#### Metin bölümü:
Şöyle ki; Evet elektrik üretimindeki fuel-oıl fiyatı arttı. TL değer kaybetti ki KKTC'nin bu değer kaybı sürecine en ufak bir dahli olmayıp iktisat dilinde buna paranın sahibine ödenen vergi denir (SENYORAJ) ama özellikle son 3 yılda ekonominin temel kurallarından olan ''Maliyetlerin zamanında birim KWS fiyatlarına yani tarifelere yansıtmayıp veya kamu eliyle sübvanse edilmeden KIBTEK nezdinde yaratılan devasa borcun yarattığı İLAVE FİNANSMAN MALİYETİ bizim içeride yarattığımız, adına ne derseniz deyin bir sorundur.
Bu sorunu ortadan kaldırmak içinde bir anda yapılan zam ülkedeki hane halklarından tutun da reel sektörün her kesimini derinden sarsmıştır. Çünkü hane halkının Nisan başında gelecek bu faturaları ödeyebilecek gücü yoktur. Bir şekilde ödeyecektir ama bunu öderken belki de temel gıda ve temizlik malzemesi tüketiminden kısmak zorunda kalacaktır. Bu da haliyle doğal olarak pandemi sürecinde ülkedeki nüfus popülasyonunun (Turizm, yabancı işgücü ve Öğrenci) azalması nedeniyle birçok işletme eski cirolarının çok uzağında kalmıştır. Sabit giderlerini yani elektrik, personel, kira vd. giderlerini karşılayabilmek için sattığı mal ve hizmetin fiyatını artırmak zorunda kalmıştır ki birçok işletmenin sattığı mal/hizmetin fiyat esnekliği yani fiyatı artsa bile talep aynı kalır noktasında olmadığı için kapatmak zorunda veya kapatmamak için personel sayısını azaltma yoluna gitmiştir.

#### Veri bölümü:
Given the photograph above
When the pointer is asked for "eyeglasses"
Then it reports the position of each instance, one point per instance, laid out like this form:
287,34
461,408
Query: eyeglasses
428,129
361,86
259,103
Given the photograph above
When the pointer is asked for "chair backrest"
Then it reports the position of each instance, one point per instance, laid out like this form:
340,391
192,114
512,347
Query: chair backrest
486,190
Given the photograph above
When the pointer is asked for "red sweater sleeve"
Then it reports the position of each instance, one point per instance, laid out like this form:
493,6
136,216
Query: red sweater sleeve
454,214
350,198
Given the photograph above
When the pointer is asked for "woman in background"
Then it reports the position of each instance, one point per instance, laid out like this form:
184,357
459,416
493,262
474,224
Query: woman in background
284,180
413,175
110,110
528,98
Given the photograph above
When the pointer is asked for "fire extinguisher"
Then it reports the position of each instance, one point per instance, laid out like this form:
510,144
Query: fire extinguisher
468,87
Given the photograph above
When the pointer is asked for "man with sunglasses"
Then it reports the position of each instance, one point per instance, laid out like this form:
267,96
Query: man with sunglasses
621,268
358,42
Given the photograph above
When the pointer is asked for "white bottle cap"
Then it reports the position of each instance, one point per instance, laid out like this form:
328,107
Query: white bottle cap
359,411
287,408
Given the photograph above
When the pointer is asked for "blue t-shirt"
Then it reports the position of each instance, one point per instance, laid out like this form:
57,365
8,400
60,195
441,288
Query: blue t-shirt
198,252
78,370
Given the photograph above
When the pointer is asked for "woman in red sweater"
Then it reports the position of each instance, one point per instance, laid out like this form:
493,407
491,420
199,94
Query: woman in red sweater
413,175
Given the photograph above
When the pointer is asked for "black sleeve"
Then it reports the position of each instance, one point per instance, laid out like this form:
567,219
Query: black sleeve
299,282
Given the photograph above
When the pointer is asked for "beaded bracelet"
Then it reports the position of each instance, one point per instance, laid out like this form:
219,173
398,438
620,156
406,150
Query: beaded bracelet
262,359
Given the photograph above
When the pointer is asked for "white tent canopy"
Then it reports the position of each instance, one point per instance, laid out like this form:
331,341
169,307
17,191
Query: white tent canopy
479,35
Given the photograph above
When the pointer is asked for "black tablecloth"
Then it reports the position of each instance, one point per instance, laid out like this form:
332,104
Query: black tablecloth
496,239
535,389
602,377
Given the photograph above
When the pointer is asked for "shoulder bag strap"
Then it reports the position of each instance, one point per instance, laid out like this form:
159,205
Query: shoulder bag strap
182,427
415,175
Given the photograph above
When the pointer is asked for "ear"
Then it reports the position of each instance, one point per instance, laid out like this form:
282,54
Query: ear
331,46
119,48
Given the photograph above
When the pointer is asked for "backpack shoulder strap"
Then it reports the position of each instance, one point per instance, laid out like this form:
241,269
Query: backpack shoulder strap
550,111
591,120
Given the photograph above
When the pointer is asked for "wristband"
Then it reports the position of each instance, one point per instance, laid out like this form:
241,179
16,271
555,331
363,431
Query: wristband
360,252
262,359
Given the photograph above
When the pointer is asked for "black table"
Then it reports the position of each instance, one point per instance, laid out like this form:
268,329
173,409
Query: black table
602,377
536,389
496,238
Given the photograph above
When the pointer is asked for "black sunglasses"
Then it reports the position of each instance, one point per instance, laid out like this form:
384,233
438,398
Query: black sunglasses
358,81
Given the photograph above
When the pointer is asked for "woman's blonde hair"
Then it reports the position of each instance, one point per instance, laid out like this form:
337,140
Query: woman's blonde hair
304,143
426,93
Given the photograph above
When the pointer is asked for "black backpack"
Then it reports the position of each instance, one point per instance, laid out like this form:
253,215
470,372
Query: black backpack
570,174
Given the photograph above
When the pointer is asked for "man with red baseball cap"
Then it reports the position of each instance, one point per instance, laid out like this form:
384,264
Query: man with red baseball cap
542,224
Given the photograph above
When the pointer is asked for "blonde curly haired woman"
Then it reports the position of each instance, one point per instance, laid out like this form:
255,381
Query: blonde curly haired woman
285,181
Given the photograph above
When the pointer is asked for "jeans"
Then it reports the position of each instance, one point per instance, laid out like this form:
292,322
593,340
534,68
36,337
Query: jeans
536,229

#### Yapılacak iş:
Elektrik zammının hane halkı ve işletmeler üzerindeki etkisini anlatan metni, son cümlesinin ardından gelecek şekilde sürdürün.

#### Yazılı yanıt:
İstihdam noktasındaki gerileme doğal olarak gerek emeklilik sisteminin aktüeryal yapısını bozup kamu maliyesinin de doğal olarak olumsuz yönde etkilenmesine sebep olmuştur.
Kamu Maliyesi olarak mevcut koşullarda daralan bu ekonomide neredeyse tüm sektörlerin destek talebinde bulunduğu bu yapıda ki ana sebepler, belirttiğimiz gibi TL kullanımı, emtia fiyatlarının artması tedarik zincirinin bozulması ve navlun fiyatlarının artmasıyla içeride de KIBTEK özenlinde yapılan yanlış adımlar neticesinde ülkedeki her türlü mal ve hizmetin fiyatının artması, Maliye’nin zaten azalan gelirlerinin en azından REEL anlamda artmadığı bir ortamda gider anlamında artan hayat pahalılığı nedeniyle TRANSFER HARCAMALARINI artırdı. Yani bir sarmala girildi.
Gelinen aşamada Kamu Maliyesi’nin, REEL sektörün de hane halklarının da durumu iktisadi olarak iyi değildir.
“Mutlak surette STABL bir para birimi/muhasebe sistemi kullanımı…”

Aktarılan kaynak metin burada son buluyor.